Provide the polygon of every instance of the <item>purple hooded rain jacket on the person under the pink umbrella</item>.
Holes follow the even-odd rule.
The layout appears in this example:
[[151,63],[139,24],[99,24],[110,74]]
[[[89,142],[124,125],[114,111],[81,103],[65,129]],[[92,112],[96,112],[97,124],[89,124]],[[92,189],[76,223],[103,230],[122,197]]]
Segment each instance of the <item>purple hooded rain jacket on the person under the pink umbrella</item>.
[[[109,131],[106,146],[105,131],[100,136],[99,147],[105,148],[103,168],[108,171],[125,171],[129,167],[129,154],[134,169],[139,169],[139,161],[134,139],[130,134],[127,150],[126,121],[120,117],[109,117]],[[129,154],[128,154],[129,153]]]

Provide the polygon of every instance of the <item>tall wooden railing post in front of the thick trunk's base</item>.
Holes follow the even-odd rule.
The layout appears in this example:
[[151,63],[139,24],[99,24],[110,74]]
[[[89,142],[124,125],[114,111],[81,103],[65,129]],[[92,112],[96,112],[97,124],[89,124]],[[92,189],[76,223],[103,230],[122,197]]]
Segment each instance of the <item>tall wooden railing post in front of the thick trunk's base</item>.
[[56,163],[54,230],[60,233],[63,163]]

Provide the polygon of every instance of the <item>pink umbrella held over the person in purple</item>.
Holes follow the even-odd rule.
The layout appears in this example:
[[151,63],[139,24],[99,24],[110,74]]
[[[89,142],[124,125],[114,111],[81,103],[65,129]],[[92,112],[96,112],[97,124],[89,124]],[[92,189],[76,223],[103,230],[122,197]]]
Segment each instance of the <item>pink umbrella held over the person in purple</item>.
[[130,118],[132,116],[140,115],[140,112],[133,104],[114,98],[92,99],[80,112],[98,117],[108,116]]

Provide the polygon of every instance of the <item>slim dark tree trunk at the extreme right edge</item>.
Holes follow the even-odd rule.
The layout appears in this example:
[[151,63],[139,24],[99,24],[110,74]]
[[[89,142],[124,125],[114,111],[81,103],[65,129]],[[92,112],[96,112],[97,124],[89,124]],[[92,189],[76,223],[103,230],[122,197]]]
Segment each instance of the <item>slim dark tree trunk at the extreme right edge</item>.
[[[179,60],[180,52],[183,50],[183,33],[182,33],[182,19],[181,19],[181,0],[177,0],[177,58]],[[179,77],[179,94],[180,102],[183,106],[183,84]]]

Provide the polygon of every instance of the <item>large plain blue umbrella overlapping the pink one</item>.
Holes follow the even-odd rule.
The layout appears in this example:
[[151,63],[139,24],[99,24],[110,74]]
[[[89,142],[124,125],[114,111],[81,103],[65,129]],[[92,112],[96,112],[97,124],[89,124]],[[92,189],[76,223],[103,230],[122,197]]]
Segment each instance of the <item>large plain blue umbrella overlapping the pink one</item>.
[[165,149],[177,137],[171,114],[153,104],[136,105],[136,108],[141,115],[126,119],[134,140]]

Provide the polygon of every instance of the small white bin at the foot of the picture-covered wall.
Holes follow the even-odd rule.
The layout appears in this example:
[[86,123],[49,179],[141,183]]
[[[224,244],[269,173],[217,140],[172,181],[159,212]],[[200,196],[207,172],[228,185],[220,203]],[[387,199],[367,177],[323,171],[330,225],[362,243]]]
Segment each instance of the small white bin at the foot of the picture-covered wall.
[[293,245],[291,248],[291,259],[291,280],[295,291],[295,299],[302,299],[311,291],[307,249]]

> What the exercise asks
Each line above must be retyped exactly in the response.

> Task response
Provide the polygon of every instance of the <item>purple hooded rain jacket on the person under the pink umbrella</item>.
Holes follow the even-odd rule.
The layout appears in this example:
[[151,63],[139,24],[99,24],[110,74]]
[[[89,142],[124,125],[114,111],[81,103],[65,129]],[[92,112],[96,112],[97,124],[89,124]],[[92,189],[76,223],[103,230],[122,197]]]
Segment each instance of the <item>purple hooded rain jacket on the person under the pink umbrella</item>.
[[[109,131],[106,146],[105,131],[100,136],[99,147],[105,148],[103,168],[108,171],[125,171],[129,167],[129,154],[134,169],[139,169],[139,161],[134,139],[130,134],[127,150],[126,121],[120,117],[109,117]],[[129,154],[128,154],[129,153]]]

Provide the polygon of every instance of the <item>tall wooden railing post in front of the thick trunk's base</item>.
Holes follow the even-odd rule.
The layout appears in this example:
[[151,63],[139,24],[99,24],[110,74]]
[[[89,142],[124,125],[114,111],[81,103],[65,129]],[[92,112],[96,112],[97,124],[89,124]],[[92,189],[76,223],[103,230],[122,197]]]
Segment each instance of the <item>tall wooden railing post in front of the thick trunk's base</item>.
[[56,163],[54,230],[60,233],[63,163]]

Provide the polygon of every instance of the <item>pink umbrella held over the person in purple</item>.
Holes follow the even-odd rule.
The layout appears in this example:
[[151,63],[139,24],[99,24],[110,74]]
[[[89,142],[124,125],[114,111],[81,103],[65,129]],[[92,112],[96,112],[97,124],[89,124]],[[92,189],[76,223],[103,230],[122,197]]]
Segment each instance of the <item>pink umbrella held over the person in purple</item>.
[[130,118],[132,116],[140,115],[140,112],[133,104],[114,98],[92,99],[80,112],[98,117],[108,116]]

Provide the polygon of every instance of the <item>slim dark tree trunk at the extreme right edge</item>.
Holes follow the even-odd rule.
The layout appears in this example:
[[151,63],[139,24],[99,24],[110,74]]
[[[89,142],[124,125],[114,111],[81,103],[65,129]],[[92,112],[96,112],[97,124],[89,124]],[[92,189],[76,223],[103,230],[122,197]]]
Segment each instance of the <item>slim dark tree trunk at the extreme right edge</item>.
[[[179,60],[180,52],[183,50],[183,33],[182,33],[182,19],[181,19],[181,0],[177,0],[177,58]],[[179,77],[179,94],[180,102],[183,106],[183,84]]]

Provide the polygon of every instance of the <item>large plain blue umbrella overlapping the pink one</item>.
Holes follow the even-odd rule.
The layout appears in this example:
[[151,63],[139,24],[99,24],[110,74]]
[[[89,142],[124,125],[114,111],[81,103],[65,129]],[[92,112],[96,112],[97,124],[89,124]],[[92,189],[76,223],[103,230],[122,197]]]
Segment each instance of the <item>large plain blue umbrella overlapping the pink one</item>.
[[165,149],[177,137],[171,114],[153,104],[136,105],[136,108],[141,115],[126,119],[134,140]]

Provide the polygon of every instance of the small white bin at the foot of the picture-covered wall.
Holes follow the even-odd rule.
The layout appears in this example:
[[86,123],[49,179],[141,183]]
[[[224,244],[269,173],[217,140],[172,181],[159,212]],[[200,196],[207,172],[228,185],[220,203]],[[387,199],[367,177],[323,171],[330,225],[362,243]]]
Segment each instance of the small white bin at the foot of the picture-covered wall.
[[293,245],[291,248],[291,259],[291,280],[295,291],[295,299],[302,299],[311,291],[307,249]]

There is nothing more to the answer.